Start of Input material
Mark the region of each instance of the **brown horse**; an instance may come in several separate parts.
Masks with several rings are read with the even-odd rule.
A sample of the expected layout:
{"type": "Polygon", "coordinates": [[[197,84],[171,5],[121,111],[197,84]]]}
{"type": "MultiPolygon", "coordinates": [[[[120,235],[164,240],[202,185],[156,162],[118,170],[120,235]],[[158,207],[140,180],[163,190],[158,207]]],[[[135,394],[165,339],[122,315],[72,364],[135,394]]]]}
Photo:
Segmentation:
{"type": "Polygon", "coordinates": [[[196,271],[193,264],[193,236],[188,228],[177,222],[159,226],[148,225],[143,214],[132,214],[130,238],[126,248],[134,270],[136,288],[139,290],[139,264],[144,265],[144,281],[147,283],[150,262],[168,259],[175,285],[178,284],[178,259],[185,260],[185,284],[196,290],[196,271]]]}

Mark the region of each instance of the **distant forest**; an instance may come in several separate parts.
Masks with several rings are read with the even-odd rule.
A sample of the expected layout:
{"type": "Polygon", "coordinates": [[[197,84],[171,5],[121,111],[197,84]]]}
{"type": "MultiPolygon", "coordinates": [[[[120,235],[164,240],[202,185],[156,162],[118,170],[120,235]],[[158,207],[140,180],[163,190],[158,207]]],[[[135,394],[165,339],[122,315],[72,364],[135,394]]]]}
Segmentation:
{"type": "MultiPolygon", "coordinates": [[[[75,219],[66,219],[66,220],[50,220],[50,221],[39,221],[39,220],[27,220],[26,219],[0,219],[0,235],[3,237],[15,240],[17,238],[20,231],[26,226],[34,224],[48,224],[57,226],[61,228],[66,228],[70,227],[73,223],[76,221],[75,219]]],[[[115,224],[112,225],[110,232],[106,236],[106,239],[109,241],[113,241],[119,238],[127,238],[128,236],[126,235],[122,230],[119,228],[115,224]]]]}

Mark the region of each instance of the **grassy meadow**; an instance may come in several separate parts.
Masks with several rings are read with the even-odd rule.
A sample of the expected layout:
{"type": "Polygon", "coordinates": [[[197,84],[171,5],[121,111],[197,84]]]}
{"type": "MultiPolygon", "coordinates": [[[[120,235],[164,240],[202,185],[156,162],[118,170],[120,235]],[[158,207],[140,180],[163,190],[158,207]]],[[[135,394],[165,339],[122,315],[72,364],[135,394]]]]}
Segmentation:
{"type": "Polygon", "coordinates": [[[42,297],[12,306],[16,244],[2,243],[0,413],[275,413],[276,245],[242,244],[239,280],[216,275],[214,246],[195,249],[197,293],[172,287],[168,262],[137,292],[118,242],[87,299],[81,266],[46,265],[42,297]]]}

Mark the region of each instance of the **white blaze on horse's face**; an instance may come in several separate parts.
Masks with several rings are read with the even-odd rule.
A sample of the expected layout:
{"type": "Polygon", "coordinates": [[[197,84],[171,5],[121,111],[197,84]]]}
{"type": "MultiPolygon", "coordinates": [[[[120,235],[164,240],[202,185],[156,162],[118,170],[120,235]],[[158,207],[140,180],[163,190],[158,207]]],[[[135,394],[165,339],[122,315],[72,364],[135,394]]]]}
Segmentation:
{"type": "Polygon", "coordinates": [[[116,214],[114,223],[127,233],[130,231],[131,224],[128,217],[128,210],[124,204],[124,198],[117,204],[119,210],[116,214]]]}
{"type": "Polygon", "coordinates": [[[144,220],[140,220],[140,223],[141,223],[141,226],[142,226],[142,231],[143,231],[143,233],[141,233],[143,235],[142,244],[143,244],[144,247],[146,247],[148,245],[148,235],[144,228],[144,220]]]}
End of Input material
- Goal
Copy the part of the records that begins with the line containing "Mark the region of each instance of the **white" and runs through the end of the records, both ends included, with every character kept unchanged.

- Final result
Mark the region of each instance of the **white blaze on horse's face**; an instance may come in several separate parts.
Masks with several rings are read with the even-odd rule.
A sample of the expected layout:
{"type": "Polygon", "coordinates": [[[197,84],[171,5],[121,111],[197,84]]]}
{"type": "MultiPolygon", "coordinates": [[[[120,235],[164,240],[202,185],[156,162],[118,170],[120,235]],[[158,207],[140,180],[163,190],[158,207]]],[[[135,394],[165,339],[122,315],[72,364],[135,394]]]]}
Segmentation:
{"type": "Polygon", "coordinates": [[[116,214],[114,223],[127,233],[130,231],[131,224],[128,217],[128,210],[124,204],[124,198],[117,204],[119,210],[116,214]]]}
{"type": "Polygon", "coordinates": [[[144,220],[140,220],[140,223],[141,223],[141,226],[142,226],[142,231],[143,231],[143,233],[141,233],[143,235],[142,244],[143,244],[144,247],[146,247],[148,245],[148,235],[144,228],[144,220]]]}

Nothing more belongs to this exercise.